Repeat the listing below line for line, exactly as shown.

Top of Data

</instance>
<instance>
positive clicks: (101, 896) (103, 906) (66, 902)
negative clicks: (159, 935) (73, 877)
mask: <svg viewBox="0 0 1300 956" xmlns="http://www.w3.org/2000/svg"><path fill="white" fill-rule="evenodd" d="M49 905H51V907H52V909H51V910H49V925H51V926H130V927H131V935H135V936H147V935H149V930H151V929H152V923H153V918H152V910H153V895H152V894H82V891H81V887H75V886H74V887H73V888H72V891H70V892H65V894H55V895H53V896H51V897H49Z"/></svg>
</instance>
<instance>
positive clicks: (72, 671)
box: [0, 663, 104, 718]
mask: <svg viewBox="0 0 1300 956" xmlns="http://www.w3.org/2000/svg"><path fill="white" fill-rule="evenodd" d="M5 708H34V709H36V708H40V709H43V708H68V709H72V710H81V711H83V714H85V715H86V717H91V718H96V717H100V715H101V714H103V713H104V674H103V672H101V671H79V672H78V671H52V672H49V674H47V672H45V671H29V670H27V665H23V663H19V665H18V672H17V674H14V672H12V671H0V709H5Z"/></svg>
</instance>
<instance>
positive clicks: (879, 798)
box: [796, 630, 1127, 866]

Bottom of Data

Answer below:
</instance>
<instance>
positive clicks: (101, 896) (103, 906) (66, 902)
negative clicks: (159, 935) (73, 877)
mask: <svg viewBox="0 0 1300 956" xmlns="http://www.w3.org/2000/svg"><path fill="white" fill-rule="evenodd" d="M49 905H51V907H52V909H51V910H49V925H51V926H130V927H131V935H135V936H147V935H149V930H151V929H152V923H153V918H152V910H153V895H152V894H82V891H81V887H75V886H74V887H73V888H72V891H70V892H65V894H55V895H53V896H51V897H49Z"/></svg>
</instance>
<instance>
positive clicks: (72, 671)
box: [0, 663, 104, 718]
mask: <svg viewBox="0 0 1300 956" xmlns="http://www.w3.org/2000/svg"><path fill="white" fill-rule="evenodd" d="M5 708H34V709H36V708H40V709H43V708H68V709H72V710H81V711H83V714H85V715H86V717H91V718H96V717H100V715H101V714H103V713H104V674H103V672H101V671H79V672H78V671H52V672H49V674H47V672H45V671H29V670H27V665H23V663H19V665H18V672H17V674H14V672H12V671H0V709H5Z"/></svg>
</instance>
<instance>
positive clicks: (879, 798)
box: [796, 630, 1127, 866]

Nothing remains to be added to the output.